▶ [Supplied records]:
• • • • • • •

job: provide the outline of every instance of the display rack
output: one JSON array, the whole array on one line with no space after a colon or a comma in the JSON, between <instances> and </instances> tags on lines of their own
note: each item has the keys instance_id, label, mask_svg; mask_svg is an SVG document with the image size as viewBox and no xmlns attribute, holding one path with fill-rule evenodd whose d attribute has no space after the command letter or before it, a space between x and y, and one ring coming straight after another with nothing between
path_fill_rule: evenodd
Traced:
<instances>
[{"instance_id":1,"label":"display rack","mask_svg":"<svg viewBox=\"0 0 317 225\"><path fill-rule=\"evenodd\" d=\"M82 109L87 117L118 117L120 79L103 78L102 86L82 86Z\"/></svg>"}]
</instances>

• • • • • • •

Please reproduce every line of the items above, word for word.

job: provide the outline of every instance of the display rack
output: one JSON array, the whole array on one line with no space after a colon or a comma in the JSON, between <instances> and </instances> tags on lines of their own
note: each item has the keys instance_id, label, mask_svg; mask_svg is an SVG document with the image size as viewBox and no xmlns attribute, holding one path with fill-rule evenodd whose d attribute has no space after the command letter or before it, a space between x and y, and one ring coming straight after another with nothing between
path_fill_rule: evenodd
Traced:
<instances>
[{"instance_id":1,"label":"display rack","mask_svg":"<svg viewBox=\"0 0 317 225\"><path fill-rule=\"evenodd\" d=\"M82 109L87 117L118 117L120 79L103 78L102 86L82 86Z\"/></svg>"}]
</instances>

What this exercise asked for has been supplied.